INSTRUCTIONS TO FOLLOW | Copy every line of the records below, character for character, without changing anything.

DATA SUPPLIED |
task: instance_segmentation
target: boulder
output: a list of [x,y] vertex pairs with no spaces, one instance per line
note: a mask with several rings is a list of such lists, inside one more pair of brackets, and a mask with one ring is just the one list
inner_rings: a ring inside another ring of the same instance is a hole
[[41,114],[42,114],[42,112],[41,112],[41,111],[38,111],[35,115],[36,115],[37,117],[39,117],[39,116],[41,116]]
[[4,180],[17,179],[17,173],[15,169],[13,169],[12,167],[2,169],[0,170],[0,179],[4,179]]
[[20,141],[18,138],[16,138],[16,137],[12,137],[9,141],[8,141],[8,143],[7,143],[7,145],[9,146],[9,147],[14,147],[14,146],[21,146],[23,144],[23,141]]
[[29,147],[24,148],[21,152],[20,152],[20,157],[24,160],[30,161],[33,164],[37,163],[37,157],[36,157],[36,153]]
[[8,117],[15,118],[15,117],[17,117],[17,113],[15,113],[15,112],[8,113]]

ANSWER IN FULL |
task: instance_segmentation
target: boulder
output: a list of [x,y] vertex pairs with no spaces, one instance per line
note: a mask with several rings is a list of such lists, inside one more pair of brackets, and a mask with one ring is just the one list
inner_rings: a ring inside another ring of the same instance is a hole
[[41,114],[42,114],[42,112],[41,112],[41,111],[38,111],[35,115],[36,115],[37,117],[39,117],[39,116],[41,116]]
[[4,180],[17,179],[17,173],[15,169],[13,169],[12,167],[2,169],[0,170],[0,179],[4,179]]
[[20,141],[18,138],[16,138],[16,137],[12,137],[9,141],[8,141],[8,143],[7,143],[7,145],[9,146],[9,147],[14,147],[14,146],[21,146],[23,144],[23,141]]
[[29,147],[24,148],[21,152],[20,152],[20,157],[24,160],[30,161],[33,164],[37,163],[37,157],[36,157],[36,153]]
[[8,117],[15,118],[15,117],[17,117],[17,113],[15,113],[15,112],[8,113]]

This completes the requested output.